:: READING TEXT ::
____________________
Accepting Randomness
I try to avoid linking to things I write other places, because I don’t want to become a self-promoter and I figure most of you probably know how to find my stuff at FanGraphs, WSJ, or ESPN anyway. But, I’m making an exception today, because my afternoon post over at FG is the kind of thing that I would have written here a few years ago, and I think it has quite a bit of relevance to the 2010 Mariners season. The post is entitled Accepting Randomness. Here’s the first few paragraphs, and you can read the rest over there.
Most of the conversations about the Dan Haren trade boil down to how a person feels about pitcher evaluation. There are clearly still a lot of people that simply believe that whatever happens is the pitcher’s responsibility, so if he gives up a bunch of hits and some home runs, he’s doing something wrong and that should be held against him. High BABIP or HR/FB rates are evidence of throwing too many hittable pitches, or that his stuff has deteriorated, or that his command isn’t as good as it was, or some other explanation that we haven’t yet figured out. But, whatever it is, it’s definitely something, and it’s definitely real.
____________________
:: WRITTEN PROBLEM 1 ::
Name every outlet that the baseball post above says the author writes for.
:: WRITTEN PROBLEM 2 ::
In the baseball post above, what is the title of the author's afternoon post?
:: WRITTEN PROBLEM 3 ::
Decide whether each statement agrees with the baseball post above, and support each decision with the deciding words quoted from it.
(a) The author often links to their own writing on other sites.
(b) The author sees the afternoon post as relevant to the 2010 Mariners season.
(c) The baseball post reproduces the full afternoon post.
____________________
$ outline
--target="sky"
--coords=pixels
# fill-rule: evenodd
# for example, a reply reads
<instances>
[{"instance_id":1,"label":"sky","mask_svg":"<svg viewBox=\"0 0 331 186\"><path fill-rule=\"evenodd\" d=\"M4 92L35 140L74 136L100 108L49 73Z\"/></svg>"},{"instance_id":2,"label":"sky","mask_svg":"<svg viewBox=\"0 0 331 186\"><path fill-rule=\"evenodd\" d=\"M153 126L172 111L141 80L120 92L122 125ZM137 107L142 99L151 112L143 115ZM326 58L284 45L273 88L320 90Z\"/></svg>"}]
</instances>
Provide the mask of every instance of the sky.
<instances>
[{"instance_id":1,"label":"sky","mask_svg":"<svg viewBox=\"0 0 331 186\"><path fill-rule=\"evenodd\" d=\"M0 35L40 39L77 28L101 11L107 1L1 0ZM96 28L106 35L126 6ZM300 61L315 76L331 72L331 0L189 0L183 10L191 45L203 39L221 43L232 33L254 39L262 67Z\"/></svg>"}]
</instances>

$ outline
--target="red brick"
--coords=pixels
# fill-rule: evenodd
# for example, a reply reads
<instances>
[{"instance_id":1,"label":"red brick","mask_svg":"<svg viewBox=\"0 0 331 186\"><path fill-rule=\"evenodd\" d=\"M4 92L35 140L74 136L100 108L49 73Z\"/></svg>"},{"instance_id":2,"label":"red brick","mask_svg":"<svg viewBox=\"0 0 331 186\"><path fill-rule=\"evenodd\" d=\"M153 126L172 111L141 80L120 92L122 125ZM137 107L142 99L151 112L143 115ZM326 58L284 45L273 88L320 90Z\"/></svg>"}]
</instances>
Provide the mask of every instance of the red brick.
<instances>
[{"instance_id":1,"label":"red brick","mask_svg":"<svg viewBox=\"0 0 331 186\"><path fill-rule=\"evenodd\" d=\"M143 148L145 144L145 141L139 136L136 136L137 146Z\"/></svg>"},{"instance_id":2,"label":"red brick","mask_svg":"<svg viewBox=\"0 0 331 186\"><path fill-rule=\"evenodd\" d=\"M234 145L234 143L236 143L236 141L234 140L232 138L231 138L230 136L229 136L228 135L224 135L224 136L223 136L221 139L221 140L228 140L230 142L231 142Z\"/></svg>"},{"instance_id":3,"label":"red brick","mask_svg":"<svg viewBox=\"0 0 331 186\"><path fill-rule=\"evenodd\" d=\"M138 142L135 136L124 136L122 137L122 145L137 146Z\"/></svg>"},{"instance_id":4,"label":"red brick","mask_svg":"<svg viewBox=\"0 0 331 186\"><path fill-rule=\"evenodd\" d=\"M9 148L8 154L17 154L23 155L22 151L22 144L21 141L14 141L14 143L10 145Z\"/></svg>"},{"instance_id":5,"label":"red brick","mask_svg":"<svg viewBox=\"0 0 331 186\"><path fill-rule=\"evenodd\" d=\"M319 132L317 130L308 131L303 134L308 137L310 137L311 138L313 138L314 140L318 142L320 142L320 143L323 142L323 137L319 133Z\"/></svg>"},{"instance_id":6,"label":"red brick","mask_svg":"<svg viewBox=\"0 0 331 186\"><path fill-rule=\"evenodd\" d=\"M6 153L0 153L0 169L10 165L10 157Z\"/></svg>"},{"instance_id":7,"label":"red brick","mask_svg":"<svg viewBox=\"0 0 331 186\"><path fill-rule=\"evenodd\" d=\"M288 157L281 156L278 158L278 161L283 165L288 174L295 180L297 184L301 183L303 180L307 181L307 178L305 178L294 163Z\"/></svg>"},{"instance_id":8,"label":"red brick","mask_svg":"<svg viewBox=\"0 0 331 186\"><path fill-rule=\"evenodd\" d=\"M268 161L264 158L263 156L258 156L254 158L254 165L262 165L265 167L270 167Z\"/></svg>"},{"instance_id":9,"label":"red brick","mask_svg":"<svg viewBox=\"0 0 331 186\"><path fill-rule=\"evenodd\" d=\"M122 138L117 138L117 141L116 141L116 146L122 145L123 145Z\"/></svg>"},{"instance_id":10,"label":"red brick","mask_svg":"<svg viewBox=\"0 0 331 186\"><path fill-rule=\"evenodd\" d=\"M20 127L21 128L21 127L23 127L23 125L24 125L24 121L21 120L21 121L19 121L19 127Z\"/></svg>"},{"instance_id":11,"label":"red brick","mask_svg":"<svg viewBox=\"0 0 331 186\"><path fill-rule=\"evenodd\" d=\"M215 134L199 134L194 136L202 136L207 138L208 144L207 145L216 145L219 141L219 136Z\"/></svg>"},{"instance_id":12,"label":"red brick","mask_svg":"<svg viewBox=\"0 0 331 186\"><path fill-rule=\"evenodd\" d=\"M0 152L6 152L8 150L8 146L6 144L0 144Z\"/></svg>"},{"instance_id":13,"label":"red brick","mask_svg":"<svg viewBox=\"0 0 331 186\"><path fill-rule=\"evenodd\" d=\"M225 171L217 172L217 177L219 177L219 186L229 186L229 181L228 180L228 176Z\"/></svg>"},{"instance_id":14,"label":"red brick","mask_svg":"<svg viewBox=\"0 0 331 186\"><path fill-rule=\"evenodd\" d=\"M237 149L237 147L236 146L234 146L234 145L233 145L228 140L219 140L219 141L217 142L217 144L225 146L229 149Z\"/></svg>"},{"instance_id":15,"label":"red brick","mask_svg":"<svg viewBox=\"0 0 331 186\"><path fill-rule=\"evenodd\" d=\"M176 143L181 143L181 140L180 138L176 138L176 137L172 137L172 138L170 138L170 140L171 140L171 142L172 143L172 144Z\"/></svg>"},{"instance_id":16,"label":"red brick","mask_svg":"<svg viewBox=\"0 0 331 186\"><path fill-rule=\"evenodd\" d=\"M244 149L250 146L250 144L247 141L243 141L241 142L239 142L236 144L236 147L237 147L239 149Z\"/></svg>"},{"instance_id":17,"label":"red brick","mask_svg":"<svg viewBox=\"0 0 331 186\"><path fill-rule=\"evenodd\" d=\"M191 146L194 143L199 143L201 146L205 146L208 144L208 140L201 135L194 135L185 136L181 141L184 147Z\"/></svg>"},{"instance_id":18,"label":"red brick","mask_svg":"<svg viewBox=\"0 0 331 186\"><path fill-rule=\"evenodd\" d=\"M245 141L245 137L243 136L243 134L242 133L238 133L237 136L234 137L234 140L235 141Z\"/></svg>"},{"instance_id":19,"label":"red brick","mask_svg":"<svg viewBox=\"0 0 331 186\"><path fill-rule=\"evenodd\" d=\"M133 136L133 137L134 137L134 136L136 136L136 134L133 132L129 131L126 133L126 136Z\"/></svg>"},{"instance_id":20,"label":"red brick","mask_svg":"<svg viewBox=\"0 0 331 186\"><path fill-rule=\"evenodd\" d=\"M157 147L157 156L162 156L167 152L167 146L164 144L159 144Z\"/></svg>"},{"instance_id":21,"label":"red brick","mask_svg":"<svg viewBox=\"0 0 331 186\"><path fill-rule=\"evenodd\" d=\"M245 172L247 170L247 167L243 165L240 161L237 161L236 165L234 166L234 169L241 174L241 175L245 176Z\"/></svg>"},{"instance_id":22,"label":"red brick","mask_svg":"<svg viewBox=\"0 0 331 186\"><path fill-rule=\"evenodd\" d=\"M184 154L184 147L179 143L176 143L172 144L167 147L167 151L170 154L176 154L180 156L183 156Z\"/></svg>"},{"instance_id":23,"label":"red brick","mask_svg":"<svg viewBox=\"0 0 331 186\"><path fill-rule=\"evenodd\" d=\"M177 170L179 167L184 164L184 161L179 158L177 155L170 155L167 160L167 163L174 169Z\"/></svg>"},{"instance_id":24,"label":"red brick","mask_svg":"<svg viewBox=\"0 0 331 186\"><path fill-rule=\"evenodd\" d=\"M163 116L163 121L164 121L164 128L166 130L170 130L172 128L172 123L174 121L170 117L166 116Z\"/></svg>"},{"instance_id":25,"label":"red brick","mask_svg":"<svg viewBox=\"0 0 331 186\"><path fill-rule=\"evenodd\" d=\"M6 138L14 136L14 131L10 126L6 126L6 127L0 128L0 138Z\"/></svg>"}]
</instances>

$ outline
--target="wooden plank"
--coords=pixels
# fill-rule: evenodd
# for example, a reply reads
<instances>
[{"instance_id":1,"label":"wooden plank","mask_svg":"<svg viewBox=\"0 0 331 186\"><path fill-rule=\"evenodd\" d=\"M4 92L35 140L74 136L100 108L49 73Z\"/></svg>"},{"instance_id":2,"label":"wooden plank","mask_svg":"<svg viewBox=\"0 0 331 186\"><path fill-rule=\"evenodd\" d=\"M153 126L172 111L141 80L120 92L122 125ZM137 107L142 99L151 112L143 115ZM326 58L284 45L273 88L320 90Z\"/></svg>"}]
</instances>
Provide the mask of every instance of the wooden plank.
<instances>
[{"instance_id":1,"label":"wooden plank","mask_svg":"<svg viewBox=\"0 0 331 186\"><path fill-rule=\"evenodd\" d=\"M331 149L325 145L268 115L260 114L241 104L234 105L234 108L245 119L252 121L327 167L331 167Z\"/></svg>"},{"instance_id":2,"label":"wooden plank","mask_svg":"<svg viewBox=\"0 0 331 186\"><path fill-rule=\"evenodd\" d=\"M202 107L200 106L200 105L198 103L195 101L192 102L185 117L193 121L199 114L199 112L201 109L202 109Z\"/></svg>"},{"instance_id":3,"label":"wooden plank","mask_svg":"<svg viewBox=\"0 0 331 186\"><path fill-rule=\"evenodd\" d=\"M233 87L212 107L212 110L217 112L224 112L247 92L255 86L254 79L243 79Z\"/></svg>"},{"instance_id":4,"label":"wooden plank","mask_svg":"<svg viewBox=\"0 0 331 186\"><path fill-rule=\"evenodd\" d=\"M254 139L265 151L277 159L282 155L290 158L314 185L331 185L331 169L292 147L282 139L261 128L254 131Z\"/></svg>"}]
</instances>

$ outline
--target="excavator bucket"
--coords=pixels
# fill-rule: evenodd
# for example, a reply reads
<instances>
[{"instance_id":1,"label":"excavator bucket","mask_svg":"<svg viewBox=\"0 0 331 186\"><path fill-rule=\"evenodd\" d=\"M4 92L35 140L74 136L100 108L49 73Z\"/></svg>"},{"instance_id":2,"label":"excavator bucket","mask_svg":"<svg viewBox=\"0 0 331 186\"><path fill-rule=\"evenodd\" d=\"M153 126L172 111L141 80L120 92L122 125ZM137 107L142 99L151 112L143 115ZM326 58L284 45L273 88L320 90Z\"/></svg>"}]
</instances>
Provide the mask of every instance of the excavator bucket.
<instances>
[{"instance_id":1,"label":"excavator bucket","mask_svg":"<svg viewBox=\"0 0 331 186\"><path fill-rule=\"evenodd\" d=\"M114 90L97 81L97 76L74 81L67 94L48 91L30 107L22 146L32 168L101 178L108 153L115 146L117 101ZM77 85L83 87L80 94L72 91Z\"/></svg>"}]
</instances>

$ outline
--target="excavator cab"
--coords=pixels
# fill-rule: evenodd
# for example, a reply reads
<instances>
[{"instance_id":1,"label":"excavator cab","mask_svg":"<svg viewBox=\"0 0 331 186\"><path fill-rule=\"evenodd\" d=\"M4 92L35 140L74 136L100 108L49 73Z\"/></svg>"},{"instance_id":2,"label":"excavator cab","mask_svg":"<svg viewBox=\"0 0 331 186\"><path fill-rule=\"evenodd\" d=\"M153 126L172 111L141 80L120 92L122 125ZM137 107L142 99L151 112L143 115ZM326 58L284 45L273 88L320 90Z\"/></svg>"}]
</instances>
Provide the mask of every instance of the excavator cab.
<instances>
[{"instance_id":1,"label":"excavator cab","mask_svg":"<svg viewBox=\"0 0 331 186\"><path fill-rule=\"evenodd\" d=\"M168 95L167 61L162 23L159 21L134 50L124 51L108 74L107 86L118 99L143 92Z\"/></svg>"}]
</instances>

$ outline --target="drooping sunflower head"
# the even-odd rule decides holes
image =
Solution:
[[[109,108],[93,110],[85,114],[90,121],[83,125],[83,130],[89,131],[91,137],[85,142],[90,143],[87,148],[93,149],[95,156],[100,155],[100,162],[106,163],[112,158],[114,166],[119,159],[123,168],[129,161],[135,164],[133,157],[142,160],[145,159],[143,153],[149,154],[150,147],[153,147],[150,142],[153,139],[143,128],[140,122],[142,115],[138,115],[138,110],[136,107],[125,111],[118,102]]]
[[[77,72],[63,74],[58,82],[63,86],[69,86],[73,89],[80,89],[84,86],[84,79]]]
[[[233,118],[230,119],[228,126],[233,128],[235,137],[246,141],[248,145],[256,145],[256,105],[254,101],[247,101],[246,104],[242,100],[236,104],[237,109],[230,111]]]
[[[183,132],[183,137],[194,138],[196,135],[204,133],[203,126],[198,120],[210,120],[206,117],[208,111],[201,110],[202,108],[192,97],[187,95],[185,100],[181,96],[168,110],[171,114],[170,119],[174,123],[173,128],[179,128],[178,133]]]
____________________
:: SOLUTION 1 ::
FanGraphs, WSJ, ESPN

:: SOLUTION 2 ::
Accepting Randomness

:: SOLUTION 3 ::
(a) No: "I try to avoid linking to things I write other places"
(b) Yes: "I think it has quite a bit of relevance to the 2010 Mariners season"
(c) No: "Here’s the first few paragraphs, and you can read the rest over there"